TASK INSTRUCTIONS
Determine how many lines in the entries below contain "kameez", and output only that number.

SUPPLIED INFORMATION
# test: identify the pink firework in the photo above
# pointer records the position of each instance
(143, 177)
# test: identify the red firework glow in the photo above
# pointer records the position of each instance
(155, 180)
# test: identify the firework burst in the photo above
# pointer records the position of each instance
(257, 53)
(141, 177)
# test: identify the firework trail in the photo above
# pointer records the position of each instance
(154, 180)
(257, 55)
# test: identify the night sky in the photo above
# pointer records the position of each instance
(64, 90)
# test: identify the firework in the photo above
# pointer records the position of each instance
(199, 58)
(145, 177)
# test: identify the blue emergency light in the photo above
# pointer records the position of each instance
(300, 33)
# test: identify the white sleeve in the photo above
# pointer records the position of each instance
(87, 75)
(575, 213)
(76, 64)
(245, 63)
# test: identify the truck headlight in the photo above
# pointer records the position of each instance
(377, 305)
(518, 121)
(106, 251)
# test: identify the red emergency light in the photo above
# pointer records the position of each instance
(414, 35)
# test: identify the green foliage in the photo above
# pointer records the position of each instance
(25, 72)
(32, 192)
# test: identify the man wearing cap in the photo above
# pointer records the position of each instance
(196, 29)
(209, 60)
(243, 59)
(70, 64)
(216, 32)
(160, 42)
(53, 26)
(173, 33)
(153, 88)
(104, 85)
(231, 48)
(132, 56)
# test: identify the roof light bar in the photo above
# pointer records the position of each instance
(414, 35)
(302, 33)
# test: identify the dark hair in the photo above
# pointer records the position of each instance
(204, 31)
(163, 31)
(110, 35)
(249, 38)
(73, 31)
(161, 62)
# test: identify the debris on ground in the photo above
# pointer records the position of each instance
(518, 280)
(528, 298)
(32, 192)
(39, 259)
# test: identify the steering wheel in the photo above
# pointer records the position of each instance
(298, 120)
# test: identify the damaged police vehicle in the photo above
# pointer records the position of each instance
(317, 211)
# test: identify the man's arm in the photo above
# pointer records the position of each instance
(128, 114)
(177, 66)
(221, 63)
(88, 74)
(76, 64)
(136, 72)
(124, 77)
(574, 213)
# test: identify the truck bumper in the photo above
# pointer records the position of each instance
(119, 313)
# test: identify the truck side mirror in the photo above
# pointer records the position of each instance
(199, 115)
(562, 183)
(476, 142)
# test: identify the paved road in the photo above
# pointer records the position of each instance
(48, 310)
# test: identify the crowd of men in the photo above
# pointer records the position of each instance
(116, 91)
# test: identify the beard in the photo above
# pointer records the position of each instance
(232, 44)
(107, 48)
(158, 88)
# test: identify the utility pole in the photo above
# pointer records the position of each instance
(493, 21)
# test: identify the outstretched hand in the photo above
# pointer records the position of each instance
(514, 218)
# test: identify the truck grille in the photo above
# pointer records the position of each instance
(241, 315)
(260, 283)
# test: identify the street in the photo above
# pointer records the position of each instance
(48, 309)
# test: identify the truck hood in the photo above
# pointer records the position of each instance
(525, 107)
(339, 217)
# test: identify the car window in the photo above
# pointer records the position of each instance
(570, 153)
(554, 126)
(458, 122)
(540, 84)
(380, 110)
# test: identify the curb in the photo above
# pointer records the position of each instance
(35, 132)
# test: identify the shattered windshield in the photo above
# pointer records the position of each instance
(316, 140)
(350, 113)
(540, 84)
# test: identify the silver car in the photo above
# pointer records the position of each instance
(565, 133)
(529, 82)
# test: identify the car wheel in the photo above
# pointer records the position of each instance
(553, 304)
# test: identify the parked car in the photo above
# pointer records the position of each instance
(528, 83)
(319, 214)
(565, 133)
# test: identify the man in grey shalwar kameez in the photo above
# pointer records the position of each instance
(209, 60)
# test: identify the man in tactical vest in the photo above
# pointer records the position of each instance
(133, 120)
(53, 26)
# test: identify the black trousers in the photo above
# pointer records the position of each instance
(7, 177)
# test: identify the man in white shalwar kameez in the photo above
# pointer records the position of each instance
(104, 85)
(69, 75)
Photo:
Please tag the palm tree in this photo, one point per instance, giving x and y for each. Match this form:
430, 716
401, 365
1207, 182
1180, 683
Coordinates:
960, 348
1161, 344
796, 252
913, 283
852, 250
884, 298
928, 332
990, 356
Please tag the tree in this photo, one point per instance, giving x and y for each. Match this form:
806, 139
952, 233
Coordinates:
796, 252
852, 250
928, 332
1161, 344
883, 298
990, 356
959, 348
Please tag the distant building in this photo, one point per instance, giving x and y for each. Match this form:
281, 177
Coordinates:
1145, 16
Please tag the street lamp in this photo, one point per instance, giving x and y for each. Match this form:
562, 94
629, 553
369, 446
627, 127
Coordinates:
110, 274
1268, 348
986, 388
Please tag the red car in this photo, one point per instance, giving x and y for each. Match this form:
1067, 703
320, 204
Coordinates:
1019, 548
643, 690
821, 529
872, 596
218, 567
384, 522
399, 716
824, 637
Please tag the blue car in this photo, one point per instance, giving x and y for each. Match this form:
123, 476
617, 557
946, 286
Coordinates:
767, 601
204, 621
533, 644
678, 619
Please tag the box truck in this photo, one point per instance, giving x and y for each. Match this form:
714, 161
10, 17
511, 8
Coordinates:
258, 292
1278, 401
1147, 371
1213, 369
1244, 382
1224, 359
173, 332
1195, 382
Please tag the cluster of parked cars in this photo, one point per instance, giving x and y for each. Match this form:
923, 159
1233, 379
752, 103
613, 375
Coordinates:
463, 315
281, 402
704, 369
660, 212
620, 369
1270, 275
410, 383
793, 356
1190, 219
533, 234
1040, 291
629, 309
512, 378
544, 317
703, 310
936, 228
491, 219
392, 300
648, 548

RESPONSE TO THE TASK
2